DATASET CONTENT:
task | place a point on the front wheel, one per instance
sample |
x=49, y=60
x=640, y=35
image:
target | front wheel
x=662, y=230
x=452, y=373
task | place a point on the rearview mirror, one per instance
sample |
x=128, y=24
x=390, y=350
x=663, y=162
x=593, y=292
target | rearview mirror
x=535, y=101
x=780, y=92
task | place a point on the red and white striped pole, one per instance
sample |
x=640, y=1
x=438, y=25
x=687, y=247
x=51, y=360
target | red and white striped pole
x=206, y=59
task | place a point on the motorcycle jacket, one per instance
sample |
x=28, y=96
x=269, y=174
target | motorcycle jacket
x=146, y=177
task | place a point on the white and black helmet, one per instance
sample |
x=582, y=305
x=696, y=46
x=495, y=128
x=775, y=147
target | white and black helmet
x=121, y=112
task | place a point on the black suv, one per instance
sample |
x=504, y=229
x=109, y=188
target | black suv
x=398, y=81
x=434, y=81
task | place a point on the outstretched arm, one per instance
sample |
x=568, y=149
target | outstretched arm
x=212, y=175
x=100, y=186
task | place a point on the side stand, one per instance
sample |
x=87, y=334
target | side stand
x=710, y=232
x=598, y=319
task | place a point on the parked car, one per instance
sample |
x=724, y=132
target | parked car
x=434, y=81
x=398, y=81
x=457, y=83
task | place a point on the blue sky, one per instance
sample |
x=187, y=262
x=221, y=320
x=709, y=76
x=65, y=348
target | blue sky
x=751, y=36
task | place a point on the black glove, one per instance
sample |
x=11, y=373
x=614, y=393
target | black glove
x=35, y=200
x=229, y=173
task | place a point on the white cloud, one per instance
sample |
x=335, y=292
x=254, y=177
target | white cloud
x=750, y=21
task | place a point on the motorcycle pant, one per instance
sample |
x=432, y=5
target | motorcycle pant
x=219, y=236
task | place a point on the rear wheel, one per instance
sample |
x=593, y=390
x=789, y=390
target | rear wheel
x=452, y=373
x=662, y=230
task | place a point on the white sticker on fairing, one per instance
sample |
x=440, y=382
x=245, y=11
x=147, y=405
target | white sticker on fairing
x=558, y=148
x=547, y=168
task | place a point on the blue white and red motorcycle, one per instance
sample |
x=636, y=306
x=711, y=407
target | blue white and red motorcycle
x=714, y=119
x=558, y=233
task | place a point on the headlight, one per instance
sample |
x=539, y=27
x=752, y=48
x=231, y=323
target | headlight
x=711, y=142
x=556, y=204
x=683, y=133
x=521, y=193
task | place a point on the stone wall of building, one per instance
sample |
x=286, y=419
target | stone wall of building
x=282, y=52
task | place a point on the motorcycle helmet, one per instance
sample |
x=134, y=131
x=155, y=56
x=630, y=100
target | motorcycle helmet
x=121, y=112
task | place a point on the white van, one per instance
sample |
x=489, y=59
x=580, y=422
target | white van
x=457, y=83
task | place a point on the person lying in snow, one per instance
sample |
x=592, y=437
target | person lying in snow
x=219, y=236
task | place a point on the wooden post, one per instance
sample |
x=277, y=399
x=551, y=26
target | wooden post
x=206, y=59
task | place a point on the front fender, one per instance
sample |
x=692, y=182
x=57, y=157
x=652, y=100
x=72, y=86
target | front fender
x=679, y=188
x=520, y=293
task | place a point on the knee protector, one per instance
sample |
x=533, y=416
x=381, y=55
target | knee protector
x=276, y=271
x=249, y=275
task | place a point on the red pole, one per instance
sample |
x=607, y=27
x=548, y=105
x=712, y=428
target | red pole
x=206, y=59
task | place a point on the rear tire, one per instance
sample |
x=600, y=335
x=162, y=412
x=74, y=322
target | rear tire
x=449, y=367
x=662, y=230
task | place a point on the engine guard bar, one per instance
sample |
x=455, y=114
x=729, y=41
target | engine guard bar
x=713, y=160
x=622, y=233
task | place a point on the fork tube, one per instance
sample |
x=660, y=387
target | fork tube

TASK GOAL:
Print only the lines from the one with "task | place a point on the motorcycle pant, one" to the end of the records, both included.

WRITTEN RESPONSE:
task | place a point on the motorcycle pant, one per instance
sample |
x=432, y=5
target | motorcycle pant
x=219, y=236
task | place a point on the rear wheel, one per instance
sample |
x=593, y=390
x=789, y=390
target | rear wheel
x=452, y=373
x=662, y=230
task | place a point on the white sticker on fairing, one per instance
sample |
x=440, y=382
x=245, y=11
x=147, y=405
target | white sticker on fairing
x=558, y=148
x=547, y=168
task | place a point on the blue white and red motorcycle, one per instance
sample |
x=636, y=306
x=711, y=407
target | blue white and red motorcycle
x=714, y=119
x=558, y=233
task | place a point on the headlight, one per instance
sample |
x=539, y=27
x=752, y=48
x=231, y=323
target | headlight
x=711, y=142
x=556, y=204
x=683, y=133
x=521, y=193
task | place a point on the stone wall of building, one per instance
sample |
x=286, y=419
target | stone wall of building
x=282, y=52
task | place a point on the motorcycle helmet, one per instance
sample |
x=134, y=131
x=155, y=56
x=630, y=100
target | motorcycle helmet
x=121, y=112
task | place a point on the white van, one per instance
sample |
x=489, y=59
x=580, y=422
target | white van
x=457, y=83
task | place a point on the person lying in snow, one per instance
sample |
x=592, y=437
target | person lying in snow
x=219, y=236
task | place a point on the wooden post, one per instance
sample |
x=277, y=399
x=551, y=26
target | wooden post
x=206, y=59
task | place a point on the front fender, one per instance
sample |
x=692, y=182
x=57, y=157
x=652, y=100
x=72, y=86
target | front fender
x=679, y=188
x=520, y=293
task | place a point on the knee protector, one per instance
sample |
x=533, y=416
x=381, y=55
target | knee protector
x=276, y=271
x=249, y=275
task | place a point on the red pole, one per instance
sample |
x=607, y=27
x=548, y=105
x=712, y=428
target | red pole
x=206, y=59
task | place a point on the rear tire, one per instance
sample |
x=600, y=335
x=162, y=412
x=74, y=322
target | rear tire
x=449, y=367
x=662, y=230
task | place a point on the engine guard bar, one per instance
sample |
x=455, y=114
x=729, y=41
target | engine guard bar
x=713, y=160
x=622, y=233
task | place a point on the fork tube, one per instance
sample |
x=660, y=387
target | fork tube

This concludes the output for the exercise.